Exercise materials:

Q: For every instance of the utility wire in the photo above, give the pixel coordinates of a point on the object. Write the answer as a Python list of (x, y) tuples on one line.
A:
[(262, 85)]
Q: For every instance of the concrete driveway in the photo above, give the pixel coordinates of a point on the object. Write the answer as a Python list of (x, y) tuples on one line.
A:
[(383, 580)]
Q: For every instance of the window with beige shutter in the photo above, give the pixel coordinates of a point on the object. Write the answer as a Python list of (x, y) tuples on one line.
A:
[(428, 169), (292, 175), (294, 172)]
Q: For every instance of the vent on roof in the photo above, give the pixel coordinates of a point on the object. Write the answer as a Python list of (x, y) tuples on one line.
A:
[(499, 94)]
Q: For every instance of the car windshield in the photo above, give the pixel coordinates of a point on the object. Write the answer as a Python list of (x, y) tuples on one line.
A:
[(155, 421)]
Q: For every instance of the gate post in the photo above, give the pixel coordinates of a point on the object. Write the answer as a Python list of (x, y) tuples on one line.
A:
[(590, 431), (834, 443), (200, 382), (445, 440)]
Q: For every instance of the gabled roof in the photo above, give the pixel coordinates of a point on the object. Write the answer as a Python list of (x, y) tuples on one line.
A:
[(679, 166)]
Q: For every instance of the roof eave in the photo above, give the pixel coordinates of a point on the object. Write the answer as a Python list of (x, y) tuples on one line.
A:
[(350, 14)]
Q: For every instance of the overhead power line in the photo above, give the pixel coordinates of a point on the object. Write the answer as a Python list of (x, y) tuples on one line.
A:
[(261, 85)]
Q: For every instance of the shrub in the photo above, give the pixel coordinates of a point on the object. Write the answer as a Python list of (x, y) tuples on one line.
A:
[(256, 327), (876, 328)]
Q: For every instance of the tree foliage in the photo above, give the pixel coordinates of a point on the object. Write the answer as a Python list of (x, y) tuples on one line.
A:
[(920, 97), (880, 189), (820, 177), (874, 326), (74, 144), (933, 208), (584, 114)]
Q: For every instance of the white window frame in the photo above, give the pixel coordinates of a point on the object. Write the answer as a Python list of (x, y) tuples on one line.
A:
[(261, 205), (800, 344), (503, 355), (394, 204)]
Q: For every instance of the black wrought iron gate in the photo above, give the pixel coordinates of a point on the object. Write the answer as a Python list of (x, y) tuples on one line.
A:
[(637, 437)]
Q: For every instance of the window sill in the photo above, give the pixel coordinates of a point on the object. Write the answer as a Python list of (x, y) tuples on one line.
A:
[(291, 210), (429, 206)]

Written instruction:
Please convert every line of the records above into a Markdown table with the columns Row and Line, numbering each row and leaving out blank lines.

Right answer:
| Row | Line |
|---|---|
| 1 | Q: For every instance of the utility wire in the photo above, give the pixel coordinates of a point on the object. Write the answer as a Python list of (x, y) tuples on one line. |
| 2 | A: |
| 3 | [(262, 85)] |
| 4 | Q: For every instance of the concrete driveway in the photo above, give the pixel coordinates of a point on the object. Write the answer as a Python list of (x, y) tuples on one line. |
| 5 | A: |
| 6 | [(383, 580)] |
| 7 | Q: For every instance of the window with beige shutter in the photo above, give the pixel coordinates of a point on the object. Write the answer as a Python list of (x, y) tuples on one line. |
| 8 | A: |
| 9 | [(428, 169), (292, 175), (294, 172)] |
| 10 | Q: For every instance of the vent on roof in the photo above, give the pixel coordinates of a point on the object. Write the answer as a Python list of (x, y) tuples on one line. |
| 11 | A: |
| 12 | [(499, 94)] |
| 13 | Q: For every instance of the car windshield in the photo above, give the pixel coordinates of a point on the object. Write the answer as a Python list of (x, y) tuples on one line. |
| 14 | A: |
| 15 | [(155, 421)] |
| 16 | Q: For every instance of the gate post in the photo above, give the pixel coordinates of a point on the object. Write the answer as a Python list of (x, y) tuples on one line. |
| 17 | A: |
| 18 | [(590, 431), (834, 443), (200, 382), (445, 440)] |
| 19 | Q: For every instance of the gabled roof in the photo above, give the pixel coordinates of a point on the object. Write the answer as a Python list of (x, y) tuples on one line. |
| 20 | A: |
| 21 | [(679, 166)] |
| 22 | Q: For every instance of the roof eave in the photo above, give the pixel coordinates of a point on the object. Write the answer as a Python list of (x, y) tuples on one line. |
| 23 | A: |
| 24 | [(350, 14)] |
| 25 | Q: For every instance of the overhead power line in the photo above, give the pixel coordinates of a point on the object. Write the answer as a Python list of (x, y) tuples on one line. |
| 26 | A: |
| 27 | [(261, 85)] |
| 28 | Q: For every instance of the shrub in the photo above, give the pixel coordinates of a point on the object. Write the answer as a Python list of (x, y) tuples on one line. |
| 29 | A: |
| 30 | [(256, 327), (876, 328)] |
| 31 | Q: For every instance of the tree foliage in the photo above, give the pixel coordinates of a point on the object. Write the answer as a Python list of (x, y) tuples on one line. |
| 32 | A: |
| 33 | [(920, 97), (880, 189), (820, 177), (874, 326), (74, 144), (933, 208), (584, 114)] |
| 34 | Q: For every instance of the white window frame in the photo above, give the pixel coordinates of a point on the object. Write the answer as a Python list of (x, y) tuples on one line. |
| 35 | A: |
| 36 | [(261, 205), (800, 344), (503, 355), (394, 204)] |
| 37 | Q: For every instance of the black wrought iron gate in the photo above, give the pixel coordinates of a point on the object. Write the answer as a Python list of (x, y) tuples on one line. |
| 38 | A: |
| 39 | [(637, 437)] |
| 40 | Q: For every instance of the window sill in the photo above, give the pixel coordinates of a point on the object. Write the answer as a Python list of (x, y) tuples on one line. |
| 41 | A: |
| 42 | [(291, 210), (429, 206)] |